# Short exercise
According to the film review of "Suburbicon," who retooled the old Coen Brothers script for release?

# Text block
^^^^
A home invasion rattles a quiet family town.
‘Suburbicon’ really ought to be a better film than it is, coming as it does based on an old Coen Brothers script, and retooled by George Clooney and Grant Heslov for release. The end result is an ineffective mishmash of themes and ideas, with the biting dark comedy that this could have been feeling watered down by a script that throws too many elements at the screen and hoping they’ll all stick (they don’t). The story follows Gardner Lodge, a placid man who lives at home with his disabled wife (Julianne Moore) and his young son (Noah Jupe) in the seemingly idyllic neighbourhood of Suburbicon. One night, the family home is broken into by two robbers with tragic consequences, and the remainder of the film takes on the fallout from this incident. The area of ‘Suburbicon’ is clearly designed as a pastiche of American post-war housing policy where many people moved out to newly built suburban neighbourhoods, but any critique is surface level and the idea of dark secrets hiding under the welcoming façade has been done much better in superior films to this.
‘Suburbicon’ has all the hallmarks of a Coen Brothers film, but it lacks the style to ape them effectively. Clooney is a good director and he’s worked with the Coen’s numerous times in the past, but whilst the elements taken from their original script are obvious (quirky characters, bad decisions leading to even worse situations), the problems begin with the changes Clooney and Heslov have made. The main aspect that doesn’t work is the attempt to add a racial element to the plot, introducing a black family to the all-white 50s neighbourhood and watching as the locals protest and turn on the mild-mannered family. Apart from detracting from the main plot, the problem with these sequences are that Clooney never seems to know what tone he’s going for and like the film as a whole, it suffers as a result. It’s too serious an issue to be tackled in a film with a darkly comedic vibe and the script awkwardly tries to get its point across whilst also maintaining a comic tone.
^^^^
Collected data
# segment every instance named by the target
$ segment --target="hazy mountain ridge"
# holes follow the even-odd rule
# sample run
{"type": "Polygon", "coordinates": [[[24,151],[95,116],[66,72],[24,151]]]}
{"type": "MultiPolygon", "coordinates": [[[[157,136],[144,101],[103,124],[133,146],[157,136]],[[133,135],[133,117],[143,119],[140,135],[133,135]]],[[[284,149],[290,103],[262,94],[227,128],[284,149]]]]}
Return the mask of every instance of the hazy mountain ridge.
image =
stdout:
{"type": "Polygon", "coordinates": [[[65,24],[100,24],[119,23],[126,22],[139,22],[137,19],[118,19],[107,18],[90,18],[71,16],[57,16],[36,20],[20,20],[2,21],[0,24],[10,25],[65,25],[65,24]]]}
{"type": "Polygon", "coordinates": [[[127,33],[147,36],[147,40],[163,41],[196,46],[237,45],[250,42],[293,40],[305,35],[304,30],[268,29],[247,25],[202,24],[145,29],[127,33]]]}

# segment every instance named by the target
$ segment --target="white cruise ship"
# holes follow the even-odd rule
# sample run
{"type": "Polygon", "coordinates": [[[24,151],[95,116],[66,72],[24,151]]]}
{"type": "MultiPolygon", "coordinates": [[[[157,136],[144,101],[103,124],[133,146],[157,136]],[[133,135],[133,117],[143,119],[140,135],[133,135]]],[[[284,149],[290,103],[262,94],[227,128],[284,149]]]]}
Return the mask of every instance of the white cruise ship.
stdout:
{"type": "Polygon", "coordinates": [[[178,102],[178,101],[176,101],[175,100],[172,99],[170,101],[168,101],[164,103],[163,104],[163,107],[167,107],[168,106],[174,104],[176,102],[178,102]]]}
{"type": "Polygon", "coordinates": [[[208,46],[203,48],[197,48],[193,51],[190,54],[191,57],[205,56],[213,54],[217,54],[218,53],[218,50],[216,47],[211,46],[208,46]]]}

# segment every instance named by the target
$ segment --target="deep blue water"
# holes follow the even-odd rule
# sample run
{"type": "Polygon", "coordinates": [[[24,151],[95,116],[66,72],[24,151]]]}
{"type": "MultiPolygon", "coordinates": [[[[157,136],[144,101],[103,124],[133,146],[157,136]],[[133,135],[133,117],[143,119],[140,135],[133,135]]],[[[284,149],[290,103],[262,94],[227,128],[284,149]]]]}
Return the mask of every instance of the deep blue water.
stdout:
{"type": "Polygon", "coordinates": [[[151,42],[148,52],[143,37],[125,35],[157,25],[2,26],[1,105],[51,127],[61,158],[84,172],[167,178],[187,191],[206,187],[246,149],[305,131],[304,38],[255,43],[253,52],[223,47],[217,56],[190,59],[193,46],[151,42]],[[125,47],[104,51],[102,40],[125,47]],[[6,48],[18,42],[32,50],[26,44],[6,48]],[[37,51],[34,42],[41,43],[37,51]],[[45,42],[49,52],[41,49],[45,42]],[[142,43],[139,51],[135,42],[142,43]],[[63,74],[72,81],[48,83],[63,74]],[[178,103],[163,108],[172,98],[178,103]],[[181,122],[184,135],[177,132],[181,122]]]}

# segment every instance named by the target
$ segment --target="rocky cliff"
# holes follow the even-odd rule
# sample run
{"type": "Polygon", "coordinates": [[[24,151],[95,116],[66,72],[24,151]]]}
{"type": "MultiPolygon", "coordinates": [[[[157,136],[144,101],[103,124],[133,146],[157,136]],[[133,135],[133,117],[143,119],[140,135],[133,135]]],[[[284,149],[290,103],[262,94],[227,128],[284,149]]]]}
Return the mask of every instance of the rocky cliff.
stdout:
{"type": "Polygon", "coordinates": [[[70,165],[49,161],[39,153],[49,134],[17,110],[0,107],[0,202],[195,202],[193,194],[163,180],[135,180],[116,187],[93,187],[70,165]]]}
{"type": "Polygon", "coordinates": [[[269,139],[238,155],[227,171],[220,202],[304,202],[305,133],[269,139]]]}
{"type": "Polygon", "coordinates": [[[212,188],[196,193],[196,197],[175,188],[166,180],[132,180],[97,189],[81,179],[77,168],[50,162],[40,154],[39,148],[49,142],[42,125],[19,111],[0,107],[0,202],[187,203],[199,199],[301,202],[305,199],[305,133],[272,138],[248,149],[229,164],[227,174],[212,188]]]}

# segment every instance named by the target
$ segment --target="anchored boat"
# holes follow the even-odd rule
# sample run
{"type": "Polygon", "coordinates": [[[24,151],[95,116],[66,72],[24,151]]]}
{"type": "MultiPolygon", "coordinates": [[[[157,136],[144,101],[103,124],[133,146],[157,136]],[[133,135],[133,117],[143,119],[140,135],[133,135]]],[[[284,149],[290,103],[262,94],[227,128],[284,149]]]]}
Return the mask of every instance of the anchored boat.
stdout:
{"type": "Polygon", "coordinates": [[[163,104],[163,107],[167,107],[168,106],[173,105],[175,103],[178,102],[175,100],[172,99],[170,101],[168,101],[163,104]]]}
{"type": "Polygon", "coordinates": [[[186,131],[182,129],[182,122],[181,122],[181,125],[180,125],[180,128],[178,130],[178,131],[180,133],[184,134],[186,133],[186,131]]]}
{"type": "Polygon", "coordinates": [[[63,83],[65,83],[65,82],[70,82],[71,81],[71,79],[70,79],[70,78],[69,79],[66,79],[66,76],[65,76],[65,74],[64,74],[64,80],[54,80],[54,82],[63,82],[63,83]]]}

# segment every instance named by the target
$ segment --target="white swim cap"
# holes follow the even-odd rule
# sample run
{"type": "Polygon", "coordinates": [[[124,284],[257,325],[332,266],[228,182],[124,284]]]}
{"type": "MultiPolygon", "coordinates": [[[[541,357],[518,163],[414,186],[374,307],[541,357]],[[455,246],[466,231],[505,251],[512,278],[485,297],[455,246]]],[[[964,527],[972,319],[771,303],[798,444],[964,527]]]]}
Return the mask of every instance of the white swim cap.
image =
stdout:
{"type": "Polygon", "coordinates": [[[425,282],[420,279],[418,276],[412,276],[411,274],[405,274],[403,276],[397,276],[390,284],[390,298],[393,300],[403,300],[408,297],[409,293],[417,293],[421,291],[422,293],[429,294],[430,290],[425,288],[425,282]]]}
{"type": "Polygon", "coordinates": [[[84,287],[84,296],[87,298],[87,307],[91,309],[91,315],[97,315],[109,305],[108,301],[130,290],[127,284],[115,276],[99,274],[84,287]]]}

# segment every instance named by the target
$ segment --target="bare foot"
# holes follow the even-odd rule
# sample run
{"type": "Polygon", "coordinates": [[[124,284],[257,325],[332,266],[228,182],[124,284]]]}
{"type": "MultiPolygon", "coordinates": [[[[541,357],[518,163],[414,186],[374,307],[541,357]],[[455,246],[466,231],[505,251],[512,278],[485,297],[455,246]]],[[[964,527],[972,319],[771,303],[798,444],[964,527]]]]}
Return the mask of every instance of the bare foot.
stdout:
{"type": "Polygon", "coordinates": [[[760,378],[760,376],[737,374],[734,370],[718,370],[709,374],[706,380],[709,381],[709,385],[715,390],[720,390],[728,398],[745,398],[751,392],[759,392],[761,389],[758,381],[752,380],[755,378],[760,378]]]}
^^^^
# Complete response
George Clooney and Grant Heslov.